──────── TASK DATA ────────

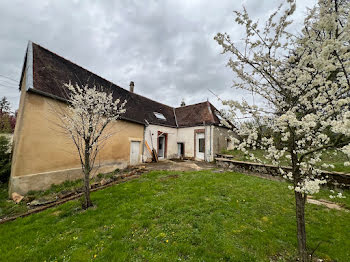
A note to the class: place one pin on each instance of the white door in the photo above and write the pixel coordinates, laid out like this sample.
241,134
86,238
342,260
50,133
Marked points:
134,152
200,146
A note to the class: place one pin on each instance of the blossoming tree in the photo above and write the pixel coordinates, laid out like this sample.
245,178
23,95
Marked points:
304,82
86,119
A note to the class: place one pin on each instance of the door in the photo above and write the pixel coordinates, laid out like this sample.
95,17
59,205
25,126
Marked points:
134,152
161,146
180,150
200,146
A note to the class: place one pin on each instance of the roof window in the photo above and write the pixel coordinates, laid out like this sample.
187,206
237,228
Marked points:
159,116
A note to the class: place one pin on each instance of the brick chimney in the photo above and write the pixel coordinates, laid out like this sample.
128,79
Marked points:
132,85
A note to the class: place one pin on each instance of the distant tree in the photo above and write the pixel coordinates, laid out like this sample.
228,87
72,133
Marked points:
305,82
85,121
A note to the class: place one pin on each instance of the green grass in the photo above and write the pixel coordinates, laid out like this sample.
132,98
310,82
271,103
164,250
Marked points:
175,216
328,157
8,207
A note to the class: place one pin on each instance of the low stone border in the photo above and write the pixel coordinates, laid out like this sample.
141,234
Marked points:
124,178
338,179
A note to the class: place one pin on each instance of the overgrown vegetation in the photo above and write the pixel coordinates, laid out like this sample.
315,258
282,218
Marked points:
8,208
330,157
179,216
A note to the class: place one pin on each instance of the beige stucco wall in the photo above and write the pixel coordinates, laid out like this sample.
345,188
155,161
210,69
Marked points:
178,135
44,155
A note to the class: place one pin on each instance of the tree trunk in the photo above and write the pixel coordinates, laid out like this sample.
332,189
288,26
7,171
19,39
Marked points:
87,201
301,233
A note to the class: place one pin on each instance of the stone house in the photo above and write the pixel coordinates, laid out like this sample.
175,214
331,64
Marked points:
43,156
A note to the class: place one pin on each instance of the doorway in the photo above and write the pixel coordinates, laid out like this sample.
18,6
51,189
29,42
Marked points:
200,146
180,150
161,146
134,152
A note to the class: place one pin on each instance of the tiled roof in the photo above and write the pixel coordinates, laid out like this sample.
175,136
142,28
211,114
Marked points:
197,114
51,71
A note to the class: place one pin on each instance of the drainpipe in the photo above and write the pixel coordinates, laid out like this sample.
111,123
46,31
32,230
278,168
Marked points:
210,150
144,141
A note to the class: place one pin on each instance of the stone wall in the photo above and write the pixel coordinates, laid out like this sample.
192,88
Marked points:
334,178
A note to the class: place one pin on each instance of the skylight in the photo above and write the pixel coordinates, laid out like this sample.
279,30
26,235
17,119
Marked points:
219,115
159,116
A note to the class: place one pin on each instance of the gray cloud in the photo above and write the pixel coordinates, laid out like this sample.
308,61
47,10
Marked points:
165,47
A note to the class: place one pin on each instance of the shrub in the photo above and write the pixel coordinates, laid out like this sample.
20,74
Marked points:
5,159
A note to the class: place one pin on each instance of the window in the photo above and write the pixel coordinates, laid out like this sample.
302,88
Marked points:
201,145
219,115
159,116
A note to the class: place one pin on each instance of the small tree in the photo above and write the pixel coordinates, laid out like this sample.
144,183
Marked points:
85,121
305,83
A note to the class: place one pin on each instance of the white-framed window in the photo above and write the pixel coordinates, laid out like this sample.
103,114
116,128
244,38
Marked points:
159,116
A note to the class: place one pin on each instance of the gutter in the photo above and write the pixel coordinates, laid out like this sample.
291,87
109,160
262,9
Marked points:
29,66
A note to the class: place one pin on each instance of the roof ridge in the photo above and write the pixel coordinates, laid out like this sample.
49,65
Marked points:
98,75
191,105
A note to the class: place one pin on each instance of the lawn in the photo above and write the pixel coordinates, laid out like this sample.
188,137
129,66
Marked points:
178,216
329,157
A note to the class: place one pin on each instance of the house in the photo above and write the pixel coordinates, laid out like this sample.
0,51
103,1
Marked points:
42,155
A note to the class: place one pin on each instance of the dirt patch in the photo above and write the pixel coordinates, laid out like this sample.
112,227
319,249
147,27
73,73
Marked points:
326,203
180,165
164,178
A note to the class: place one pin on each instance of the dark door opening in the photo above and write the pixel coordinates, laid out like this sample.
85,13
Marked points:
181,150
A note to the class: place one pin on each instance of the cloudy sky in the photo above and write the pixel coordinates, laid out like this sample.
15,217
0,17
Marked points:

────────

### EXERCISE:
Copy all of the items above word for word, line by line, but leave out the pictures.

### FULL OUTPUT:
A note to the class: place one pin on each instance of the white door in the photo above and write the pixel coordinates, laid out like this sample.
241,134
86,238
342,260
50,133
Marked points:
134,152
200,146
A note to the class: place one pin on each instance of the blossoming tree in the photo above and write the pixel coordinates, laid out like this sample.
245,178
23,95
Marked points:
304,82
86,119
A note to the class: place one pin on each instance of the door in the photo above and write the pixel coordinates, laid out like this sample.
95,17
59,205
25,126
Marked points:
134,152
161,146
180,150
200,146
A note to the class: place one pin on each instance of the roof window in the photo above and write the pixel coordinates, laid out like this sample.
187,206
237,228
Marked points:
159,116
A note to the class: place one pin on each instance of the brick chimney in the photo above and write the pixel coordinates, laid out like this sample.
128,79
Marked points:
132,85
A note to the class: place one pin on each instance of the distant tree in the photo above and write the pixel coordinates, laid out like this sample.
228,87
72,133
Marked points:
305,82
85,121
A note to the class: place one pin on each instance of the green grass in the photo above and write the pixel coordinates, laid out like this sample.
132,98
310,82
271,103
164,250
Marked points:
175,216
328,157
8,207
A note to the class: place one pin on each instance of the low stone border in the photo above and write the pixel coordinates, laid out like this sample.
141,234
Marked points:
124,178
338,179
A note to the class: place one pin on each instance of the overgrown vegetation in the photo above and write the pixel coordinates, laid out like this sample.
315,258
282,218
Marked points:
8,208
330,157
179,216
A note to the class: place one pin on each instance of the beige stucco wall in the photo above and write the pixel coordinates, laid out like this sample.
345,188
155,161
210,69
Marked points:
178,135
44,155
A note to the class: place one pin on each instance of the tree trunk in the photo above and write the pixel coordinates, laid out like this sample.
332,189
288,26
7,171
19,39
Marked points:
87,201
301,233
A note to the class: place one pin on each instance of the stone house in the photo above and write the pixel coordinates, laid out like this sample.
175,214
331,64
Marked points:
43,156
A note to the class: place one pin on each instance of the doorway in the photo above and write the pixel coordinates, laid out like this sample.
18,6
51,189
29,42
Marked points:
200,146
180,150
161,146
134,152
A note to the class: place one pin on each instance of the tiled roof in the photo above and write the pixel coordinates, laid out like this sample.
175,136
142,28
211,114
Marked points:
197,114
51,71
A note to the class: place one pin on each instance of the drainpipe in the photo above and write the pixel coordinates, laid out like this sample.
111,123
46,31
32,230
278,168
Marked points:
210,150
144,141
A note to the class: place one pin on each instance of the stone wall in the photo above and write the pixel coordinates, laid out like this sample.
192,88
Marked points:
334,178
A note to the class: place one pin on each instance of the skylight in the photo above and write the pixel coordinates, laid out like this sample.
279,30
26,235
17,119
Marked points:
219,115
159,116
A note to the class: place one pin on each instance of the gray cloud in the photo above and write the pixel coordinates, laid out like this sample.
308,61
47,10
Marked points:
165,47
A note to the class: place one pin on each instance of the shrub in the photo above and write the pixel coordinates, laid out like this sample.
20,74
Marked points:
5,159
A note to the class: place one pin on each instance of the window in the photo above and write the pixel coordinates, laid out like this sample.
302,88
Marked points:
201,145
219,115
159,116
A note to the class: place one pin on each instance of the small tree in the photo above and write the pixel coordinates, laid out like this sample.
144,183
Marked points:
85,121
305,83
A note to the class: place one pin on each instance of the white-framed window in the photo above and write the pixel coordinates, laid out like this sample.
103,114
116,128
244,38
Marked points:
159,116
A note to the class: place one pin on each instance of the gutter in the photo above and write the pixel coordinates, laid out like this sample.
291,87
109,160
262,9
Marked points:
29,66
A note to the class: place one pin on each instance of the roof ridge in the photo above and write the pixel coordinates, laid out like this sample.
49,65
Marked points:
98,75
191,105
A note to the class: place one pin on each instance of the lawn in the photo above and write the pixel coordinates, laid out like this sample.
188,137
129,66
Marked points:
178,216
329,157
A note to the class: place one pin on each instance of the house in the photo above and write the pixel coordinates, laid out like this sample.
0,51
103,1
Marked points:
42,155
A note to the class: place one pin on each instance of the dirt patch in the photo above and write the pixel coordinates, laid out like this sample.
112,227
319,249
147,27
73,73
Marked points:
326,203
180,165
164,178
A note to the class: place one pin on each instance of the dark door opening in the photo above and write the pixel coordinates, laid out like this sample.
85,13
Marked points:
181,150
A note to the class: place one pin on each instance of the cloudy sky in the photo above and write the pixel coordinates, laid out like this sample.
15,217
0,17
Marked points:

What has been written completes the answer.